| EXERCISE INSTRUCTIONS |
Rewrite every one of the records below, replacing "in this interface" with "in this image" throughout and keeping everything else unchanged. Omit the pictures from your version.

| Data extracted from a collection |
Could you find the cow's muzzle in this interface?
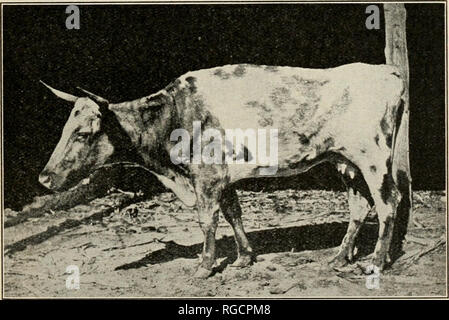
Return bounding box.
[39,171,55,190]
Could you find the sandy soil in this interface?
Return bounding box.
[4,190,447,297]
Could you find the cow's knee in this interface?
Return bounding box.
[367,167,401,270]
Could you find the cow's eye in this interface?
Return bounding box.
[75,132,89,142]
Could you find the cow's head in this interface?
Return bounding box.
[39,83,114,190]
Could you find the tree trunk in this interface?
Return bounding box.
[384,3,412,256]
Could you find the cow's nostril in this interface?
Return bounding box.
[39,174,52,189]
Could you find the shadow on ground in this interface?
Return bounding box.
[115,222,377,270]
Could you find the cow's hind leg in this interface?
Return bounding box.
[329,186,371,267]
[362,155,401,270]
[220,187,253,267]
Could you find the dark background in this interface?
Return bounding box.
[3,4,445,208]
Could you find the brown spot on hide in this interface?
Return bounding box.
[214,69,231,80]
[233,64,246,77]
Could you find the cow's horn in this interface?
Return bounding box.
[77,87,109,104]
[39,80,78,102]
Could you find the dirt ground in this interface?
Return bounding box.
[4,190,447,297]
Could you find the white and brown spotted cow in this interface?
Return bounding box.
[39,63,404,277]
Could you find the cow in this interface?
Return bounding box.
[39,63,404,278]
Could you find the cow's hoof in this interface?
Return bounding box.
[367,255,388,273]
[231,255,253,268]
[193,267,212,279]
[328,253,348,268]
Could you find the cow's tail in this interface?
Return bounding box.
[391,86,412,257]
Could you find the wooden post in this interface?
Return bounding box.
[384,3,412,257]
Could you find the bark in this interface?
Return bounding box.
[384,3,412,255]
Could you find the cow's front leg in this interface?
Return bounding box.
[195,197,219,279]
[220,187,253,268]
[329,187,371,267]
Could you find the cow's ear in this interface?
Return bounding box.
[146,90,172,109]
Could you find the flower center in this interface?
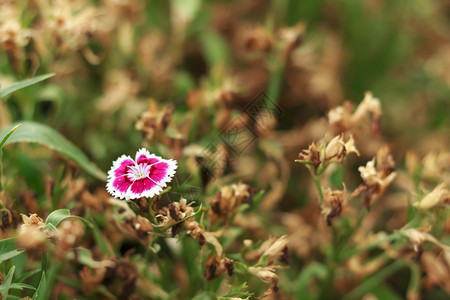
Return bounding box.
[127,164,151,181]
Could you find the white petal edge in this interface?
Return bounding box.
[106,148,178,199]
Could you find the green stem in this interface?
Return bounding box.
[342,260,405,300]
[313,176,323,204]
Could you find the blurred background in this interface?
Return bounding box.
[0,0,450,298]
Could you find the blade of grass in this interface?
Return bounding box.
[0,73,55,98]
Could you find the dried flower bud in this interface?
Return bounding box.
[79,266,106,294]
[210,182,255,224]
[352,146,396,209]
[55,220,84,259]
[296,135,359,173]
[413,183,450,210]
[328,92,381,133]
[244,235,288,265]
[321,186,347,226]
[205,256,234,281]
[248,267,278,298]
[17,214,50,250]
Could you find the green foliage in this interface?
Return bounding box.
[0,73,55,98]
[0,121,106,180]
[0,238,24,263]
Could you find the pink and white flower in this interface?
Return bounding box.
[106,148,177,199]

| CORRECT RESULT |
Could you find the cow's muzzle in this image?
Return bounding box.
[39,171,55,190]
Could you find the sandy soil in this image?
Return bounding box.
[4,190,447,297]
Could you find the cow's knee in this image?
Return bounding box.
[367,167,401,270]
Could you find the cow's eye in this image?
Return bounding box.
[75,132,89,142]
Could you find the cow's head in this image?
Return bounding box.
[39,83,114,190]
Could you find the tree trunk in this image?
Return bounding box.
[384,3,412,256]
Could you find the cow's nostril in this image?
Return bounding box.
[39,174,52,189]
Could you find the shadow on ground in this image?
Return bounding box.
[115,222,377,270]
Could you find the cow's hind leg in this image?
Return bounding box.
[329,186,371,267]
[362,155,401,270]
[220,187,253,267]
Could you find the dark background in this image?
Return bounding box.
[3,4,445,208]
Could you find the brown spot on hide in this image?
Return bounding box.
[214,69,231,80]
[233,64,246,77]
Could you find the cow's horn in this image?
Return bounding box.
[77,87,109,104]
[39,80,78,102]
Could you find the dirt ground in this image?
Return bounding box.
[4,190,447,297]
Could you find the white and brown spotted cow in this image?
Return bounding box.
[39,63,404,277]
Could you find the cow in this image?
Return bounding box.
[39,63,404,278]
Could you find the cow's hoof in this image?
Return bounding box.
[367,255,388,273]
[231,255,253,268]
[193,267,212,279]
[328,253,348,268]
Could you find the cow's tail in this image?
Return bounding box.
[391,86,412,257]
Could you find the wooden post in this image?
Return bounding box.
[384,3,412,257]
Could you find the bark in this image?
Return bounding box.
[384,3,412,255]
Could you find the cow's front leg in this image?
Return bounding box.
[195,197,219,279]
[220,187,253,268]
[329,187,371,267]
Could you find the cow's ear in this image?
Return bounding box.
[146,90,172,109]
Could you find the flower center in this image?
Return bounding box.
[127,164,151,181]
Could you find the white petal edge in this image?
Return bounding box.
[106,148,178,199]
Could you find the green stem in this image?
Return bounding box.
[342,260,405,300]
[313,176,323,204]
Could you find the blurred background in this image?
Return bounding box.
[0,0,450,298]
Could you find the blade of grass in this image?
Return bounding box.
[0,73,55,98]
Could you find the dried flower bud in this image?
Return bounding box.
[79,266,106,294]
[210,182,255,224]
[352,146,396,209]
[55,220,84,259]
[296,135,359,173]
[413,183,450,210]
[328,92,381,133]
[244,235,288,265]
[321,186,347,226]
[205,256,234,281]
[248,267,278,298]
[17,214,50,250]
Could you find the green foliage in this image?
Return bounding box.
[0,73,55,98]
[0,121,106,180]
[0,238,24,263]
Could you find the pink and white flower in this image?
Return bounding box.
[106,148,177,199]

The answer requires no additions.